Exercise goal: In the passage on hospital waste and transport, what is HSE mileage pay based on?

Reading passage:
--

I have often looked into the yellow bins in hospitals, where contaminated waste is collected to be incinerated at great expense, and found them full of newspapers and coffee cups deposited by staff. There seems to be no ethos of “reduce reuse recycle”. In hospital canteens, just about everybody uses disposable cups and plates, even when the reusable ones are available.

Empty ambulances sit outside, their engines churning diesel into the air. Administrators drive between hospitals in big cars with four empty seats and a boot, overtaking couriers and taxis on the same journey carrying laboratory supplies.

Great irony

It is a great irony that when you work for the HSE you are actually paid more if you drive a big car as often and as far as you can. Milage is based on the size of your engine, so the bigger the car, the more you get, and it is tax-free. You would imagine the financial rewards should go to those with eco-friendly cars, and the managers would be rewarded for car-pooling, or taking public transport or even holding the meetings by Skype, if we are make any attempt at reducing our carbon emissions.

--

Records supplied:
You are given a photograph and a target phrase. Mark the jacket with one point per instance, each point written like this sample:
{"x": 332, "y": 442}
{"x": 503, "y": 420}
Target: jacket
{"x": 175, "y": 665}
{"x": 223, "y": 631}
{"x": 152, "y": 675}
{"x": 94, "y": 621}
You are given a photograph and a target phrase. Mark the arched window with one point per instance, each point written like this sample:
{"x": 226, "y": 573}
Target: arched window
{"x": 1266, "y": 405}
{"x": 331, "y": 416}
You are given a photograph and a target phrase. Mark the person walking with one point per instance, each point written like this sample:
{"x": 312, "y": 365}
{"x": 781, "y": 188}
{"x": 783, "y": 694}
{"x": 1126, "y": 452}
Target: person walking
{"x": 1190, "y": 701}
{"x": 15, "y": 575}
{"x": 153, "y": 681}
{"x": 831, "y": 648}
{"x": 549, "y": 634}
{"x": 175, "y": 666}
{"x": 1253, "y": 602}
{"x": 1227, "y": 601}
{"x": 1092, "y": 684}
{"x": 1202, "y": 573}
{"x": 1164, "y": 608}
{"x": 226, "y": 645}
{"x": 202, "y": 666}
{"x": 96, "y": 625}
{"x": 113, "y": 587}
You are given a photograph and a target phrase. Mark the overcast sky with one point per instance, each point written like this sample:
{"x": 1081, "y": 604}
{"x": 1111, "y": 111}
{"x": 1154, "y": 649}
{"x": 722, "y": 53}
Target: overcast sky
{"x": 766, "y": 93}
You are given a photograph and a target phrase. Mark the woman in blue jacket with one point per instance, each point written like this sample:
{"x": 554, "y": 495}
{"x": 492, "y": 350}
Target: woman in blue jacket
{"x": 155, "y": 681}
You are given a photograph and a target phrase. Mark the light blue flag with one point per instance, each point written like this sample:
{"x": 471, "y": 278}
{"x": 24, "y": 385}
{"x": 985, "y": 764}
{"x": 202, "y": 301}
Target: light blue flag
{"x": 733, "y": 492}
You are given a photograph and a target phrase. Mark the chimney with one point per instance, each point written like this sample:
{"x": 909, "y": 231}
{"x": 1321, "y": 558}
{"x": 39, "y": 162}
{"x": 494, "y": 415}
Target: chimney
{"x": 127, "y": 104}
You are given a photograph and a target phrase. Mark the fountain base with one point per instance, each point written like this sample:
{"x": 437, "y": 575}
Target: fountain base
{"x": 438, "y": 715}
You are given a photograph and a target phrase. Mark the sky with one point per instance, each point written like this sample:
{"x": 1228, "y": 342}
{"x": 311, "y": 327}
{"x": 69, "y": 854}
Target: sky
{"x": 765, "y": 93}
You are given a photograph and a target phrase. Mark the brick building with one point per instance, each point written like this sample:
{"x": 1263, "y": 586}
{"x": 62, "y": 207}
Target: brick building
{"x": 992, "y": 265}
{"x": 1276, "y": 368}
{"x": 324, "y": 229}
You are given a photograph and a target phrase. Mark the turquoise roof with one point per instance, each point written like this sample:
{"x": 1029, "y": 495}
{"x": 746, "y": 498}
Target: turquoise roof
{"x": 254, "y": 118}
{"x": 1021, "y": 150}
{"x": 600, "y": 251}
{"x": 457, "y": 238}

--

Exercise result: The size of your car's engine.